Advocating against oral education access, is it ilegal ?.
Advocates for the deaf are at odds with each other over an Alabama bill that seeks to prepare deaf and hard of hearing children for kindergarten.
"This bill," says advocate Leigh Leak, "is yet another battle in a very old turf war that exists between the deaf culture and what I will call the 'hearing deaf' culture." Advocates in the deaf culture are proposing HB 253, which is aimed to help deaf kids who are falling through the cracks, while advocates in the "hearing deaf" culture are afraid the bill will force children who use spoken language to learn American Sign Language.
"Of course, I've realized that there appears to be a deep divide in the deaf community, and I knew that -- maybe only had a surface knowledge of that prior to introducing this bill," says bill sponsor Rep. Margie Wilcox, R-Mobile. "But now I feel like I've been baptized in it." The deaf community uses American Sign Language, which was developed in the 19th century. The "hearing deaf" community uses listening and spoken language strategies.
Outside of schools like the Alabama Institute for Deaf and Blind (AIDB), deaf students rely on interpreters. Hearing children are fitted with high-powered hearing aids or implanted with cochlear implants that, together with auditory-verbal therapy, enable them to attend mainstream schools. Leak's 21-year-old daughter was implanted with cochlear implants as a child and is now fluent in English and Spanish. She opposes the bill.

Natural-language object grounding data
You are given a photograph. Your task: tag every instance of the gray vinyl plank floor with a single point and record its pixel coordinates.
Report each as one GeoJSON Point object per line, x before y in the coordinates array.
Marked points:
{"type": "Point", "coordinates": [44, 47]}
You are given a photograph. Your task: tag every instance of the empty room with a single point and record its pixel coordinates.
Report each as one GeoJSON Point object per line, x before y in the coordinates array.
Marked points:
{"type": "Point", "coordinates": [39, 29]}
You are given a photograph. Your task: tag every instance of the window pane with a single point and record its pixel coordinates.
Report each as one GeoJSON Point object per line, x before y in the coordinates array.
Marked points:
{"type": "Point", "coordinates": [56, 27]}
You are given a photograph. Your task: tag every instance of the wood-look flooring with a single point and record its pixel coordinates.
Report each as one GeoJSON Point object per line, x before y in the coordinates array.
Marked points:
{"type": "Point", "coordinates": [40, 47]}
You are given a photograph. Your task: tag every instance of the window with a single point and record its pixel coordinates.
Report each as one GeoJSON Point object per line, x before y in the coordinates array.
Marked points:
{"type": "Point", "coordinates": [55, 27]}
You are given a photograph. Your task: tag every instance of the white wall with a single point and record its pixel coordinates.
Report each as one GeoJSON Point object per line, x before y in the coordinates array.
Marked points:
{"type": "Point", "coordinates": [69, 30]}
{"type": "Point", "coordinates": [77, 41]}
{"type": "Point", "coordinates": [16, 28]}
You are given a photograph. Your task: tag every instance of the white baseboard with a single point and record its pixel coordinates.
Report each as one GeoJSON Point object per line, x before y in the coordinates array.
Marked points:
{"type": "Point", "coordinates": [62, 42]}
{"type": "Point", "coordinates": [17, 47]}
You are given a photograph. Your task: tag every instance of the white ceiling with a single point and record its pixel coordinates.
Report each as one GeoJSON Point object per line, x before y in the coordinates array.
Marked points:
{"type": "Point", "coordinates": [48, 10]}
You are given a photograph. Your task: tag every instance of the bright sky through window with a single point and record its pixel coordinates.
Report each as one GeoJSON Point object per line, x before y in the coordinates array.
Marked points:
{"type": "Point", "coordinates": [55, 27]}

Using the information –
A) According to the article on the Alabama deaf education bill, why do advocates in the "hearing deaf" culture oppose HB 253?
B) Name every specific language mentioned by name in the article on the Alabama deaf education bill.
C) Carry on the article about the Alabama deaf education bill from the point where it stops.

Answer list –
A) They fear the bill will force children who use spoken language to learn American Sign Language.

B) American Sign Language, English, Spanish

C)
"All children are special and all children are deserving of the best education we can give them, but the truth is, HB 253 bill contains nothing that would improve or enhance our state's ability to track, assess or deliver a better education to its students who are deaf and hard of hearing."
The bill says Alabama agencies must decide on language development milestones and monitor the progress of deaf and hard of hearing children from birth to age five in consultation with AIDB. Proponents of the bill say it's necessary to hold the state accountable to promote sign language. They also support collecting data on the children's progress and publishing the reports.
"There exists an epidemic of language-deprived deaf and hard of hearing children and adults," says Susan Lambert, the Alabama representative for Language Equality and Acquisition for Deaf Kids (LEAD-K). Lambert is deaf and a retired educator with 19 years' experience with children who are deaf or hard of hearing.
LEAD-K has been successful in passing similar legislation in California, Hawaii and Kansas. The campaign in California was headlined by actor and model Nyle DiMarco who was a contestant on ABC's "Dancing with the Stars." Last year, he told The Washington Post, "There are so many deaf kids out there being deprived of their own language (ASL)."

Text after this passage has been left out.